# [Texte choisi]
========

Il y a vingt ans déjà : le Manifeste pour la culture wallonne
Le 15 septembre 1983, au plus fort d'une crise économique qui faillit faire sombrer la Wallonie et qui focalisait alors toutes les attentions et toutes les énergies, était publié le Manifeste pour la culture wallonne (1983). Ce texte, plutôt inattendu dans un pareil contexte, mais non moins bien à propos, fit grand bruit et cristallisa pas mal de réactions négatives dans certains milieux bruxellois francophones, réactions qui se perpétuent de nos jours.
Un texte qui n'a guère pris de rides...
Les signataires du Manifeste mettaient en avant l'unité et l'autonomie de leur Région. Pour eux, la Wallonie ne se limitait pas à un processus administratif et politique. Ils affirmaient, au contraire, qu'il ne pourrait y avoir d'identité wallonne sans un projet culturel wallon. Car, soulignaient-ils très pertinemment, s'il existe bien un patrimoine culturel wallon, encore faut-il que ce dernier puisse continuer à s'enrichir. Or la Communauté française, justement, empêche cet enrichissement en ravalant la culture wallonne à une culture sous-régionale.(Ne serait-ce que parce qu'elle allait être maîtresse de cet outil fondamental de sauvegarde et de développement culturel qu'est l'école.)
Bref, ils réclamaient, ni plus, ni moins de nouvelles institutions qui respectent, dans un partenariat avec Bruxelles, la cohérence entre l'existence politique de la Wallonie, son projet économique et sa culture. Qu'en est-il aujourd'hui ?
Force est de constater, sur ce dernier point en tout cas, qu'on est loin du compte en raison principalement du poids qu'exerce et veut continuer à exercer Bruxelles en s'accrochant, vaille que vaille, aux restes de l'État belge unitaire via une structure prétendument solidaire que serait la Communauté française.

========

# [Extraits des données]
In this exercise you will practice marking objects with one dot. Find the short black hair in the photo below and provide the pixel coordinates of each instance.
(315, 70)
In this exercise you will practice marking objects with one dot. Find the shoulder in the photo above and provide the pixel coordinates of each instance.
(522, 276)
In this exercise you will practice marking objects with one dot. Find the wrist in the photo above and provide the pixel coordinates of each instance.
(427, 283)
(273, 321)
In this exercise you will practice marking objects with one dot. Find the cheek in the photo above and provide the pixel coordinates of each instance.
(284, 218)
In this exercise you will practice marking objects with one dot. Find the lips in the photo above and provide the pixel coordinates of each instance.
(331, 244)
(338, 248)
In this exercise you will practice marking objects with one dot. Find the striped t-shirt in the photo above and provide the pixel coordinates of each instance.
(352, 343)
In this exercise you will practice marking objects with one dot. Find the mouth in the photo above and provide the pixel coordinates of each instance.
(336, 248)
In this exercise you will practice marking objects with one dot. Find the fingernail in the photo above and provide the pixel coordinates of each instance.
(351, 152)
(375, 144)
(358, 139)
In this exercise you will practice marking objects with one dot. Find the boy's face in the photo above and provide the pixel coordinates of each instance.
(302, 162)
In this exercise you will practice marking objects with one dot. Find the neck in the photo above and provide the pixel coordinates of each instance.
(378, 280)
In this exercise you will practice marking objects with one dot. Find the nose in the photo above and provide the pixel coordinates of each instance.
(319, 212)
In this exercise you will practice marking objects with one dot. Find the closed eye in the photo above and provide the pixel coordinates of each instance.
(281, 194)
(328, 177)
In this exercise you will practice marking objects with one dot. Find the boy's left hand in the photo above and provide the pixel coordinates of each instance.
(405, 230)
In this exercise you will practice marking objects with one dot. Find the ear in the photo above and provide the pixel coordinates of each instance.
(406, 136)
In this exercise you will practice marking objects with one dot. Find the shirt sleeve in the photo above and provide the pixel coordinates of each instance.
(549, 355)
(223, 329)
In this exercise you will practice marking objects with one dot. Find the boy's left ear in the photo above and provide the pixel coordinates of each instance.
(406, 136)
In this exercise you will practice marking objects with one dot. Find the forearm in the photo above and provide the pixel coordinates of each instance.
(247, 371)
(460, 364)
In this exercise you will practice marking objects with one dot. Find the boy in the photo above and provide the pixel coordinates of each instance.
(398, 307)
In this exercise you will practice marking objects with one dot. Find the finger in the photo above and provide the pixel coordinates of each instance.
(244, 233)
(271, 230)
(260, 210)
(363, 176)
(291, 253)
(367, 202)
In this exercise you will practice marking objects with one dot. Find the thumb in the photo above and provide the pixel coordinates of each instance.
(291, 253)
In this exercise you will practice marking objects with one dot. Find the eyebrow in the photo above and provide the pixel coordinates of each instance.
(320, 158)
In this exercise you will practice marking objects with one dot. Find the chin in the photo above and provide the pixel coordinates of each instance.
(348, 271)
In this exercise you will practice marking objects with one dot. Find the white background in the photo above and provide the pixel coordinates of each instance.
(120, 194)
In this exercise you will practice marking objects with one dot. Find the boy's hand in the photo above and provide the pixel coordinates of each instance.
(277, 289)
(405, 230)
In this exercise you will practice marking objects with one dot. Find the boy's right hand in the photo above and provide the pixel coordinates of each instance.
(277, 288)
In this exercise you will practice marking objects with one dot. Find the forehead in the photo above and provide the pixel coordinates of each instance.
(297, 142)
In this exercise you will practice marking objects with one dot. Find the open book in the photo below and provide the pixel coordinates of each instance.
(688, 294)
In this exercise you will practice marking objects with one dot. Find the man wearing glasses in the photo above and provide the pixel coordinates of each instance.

========

# [Les tâches]
1) Réécrivez le passage du texte choisi allant de « Il y a vingt » à « de nos jours. », bornes comprises, en y remplaçant « crise économique » par « crise industrielle ».
2) D'après le texte choisi, à quelle date le Manifeste pour la culture wallonne a-t-il été publié ?
Les données n'ont aucun rapport avec le texte choisi.

# [Réponses dans l'ordre]
1)
Il y a vingt ans déjà : le Manifeste pour la culture wallonne
Le 15 septembre 1983, au plus fort d'une crise industrielle qui faillit faire sombrer la Wallonie et qui focalisait alors toutes les attentions et toutes les énergies, était publié le Manifeste pour la culture wallonne (1983). Ce texte, plutôt inattendu dans un pareil contexte, mais non moins bien à propos, fit grand bruit et cristallisa pas mal de réactions négatives dans certains milieux bruxellois francophones, réactions qui se perpétuent de nos jours.

2) Le 15 septembre 1983.